== Task requirements ==
1. According to the radio programming overview, why have license fees from radio stations stayed stable over the past two years? Answer in one to three sentences.
2. In the radio programming overview, when does the Company recognize advertising revenues?
3. Extend the radio programming overview, picking up right after its final sentence.
## Start Text
I OVERVIEW OF OPERATIONS
The Company creates, develops, acquires and produces radio programming,
which it distributes to radio stations. The Company provides radio programming
to radio stations in exchange for advertising time that it resells to national
advertisers.
Radio programming revenues consist primarily of advertising revenues and,
to a lesser extent, license fees paid by smaller radio station affiliates.
License fees from radio stations have remained stable over the past two years,
reflecting the Company's decision to focus on obtaining advertising time,
instead of license fees, from its affiliated radio stations. The Company
generates radio advertising revenues by selling airtime to advertisers who
advertise their products or services within Company's radio programming. The
Company recognizes advertising revenues upon airing of the advertisements. Any
amounts received from customers for radio advertisements that have not been
aired during the period are recorded as unearned revenues until such time as the
advertisements are aired. Radio station license fees are earned monthly based on
each radio station's contractual agreement.
## End Text
## Start Information supplied
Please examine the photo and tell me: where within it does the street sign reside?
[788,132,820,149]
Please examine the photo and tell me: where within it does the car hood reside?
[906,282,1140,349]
## End Information supplied
== Outputs by task ==
1. License fees have stayed stable because the Company chose to seek advertising time, not license fees, from its affiliated radio stations.

2. It recognizes them when the advertisements air.

3.
The Company's operating expenses consist of: (i) radio programming
expenses, (ii) selling and marketing expenses, and (iii) general and
administrative expenses.
Radio programming expenses consist of program talent fees, programming
development and production costs, distribution and delivery costs and other
costs related to the Company's programming. Program licensing and programming
development and production costs include the costs of researching, designing,
producing, and licensing programs for the Jones Radio Network's programming and
other associated programming costs. Radio distribution and delivery costs
include compact disc duplication, postage and other associated costs.
Selling and marketing expenses include salaries, travel and other
associated expenses related to the Company's sales and marketing activities, as
well as the costs of designing, producing and distributing marketing,
advertising and promotional materials.
General and administrative expenses include personnel and associated costs
for the Company's executive management and management staff and operational
support and management staff.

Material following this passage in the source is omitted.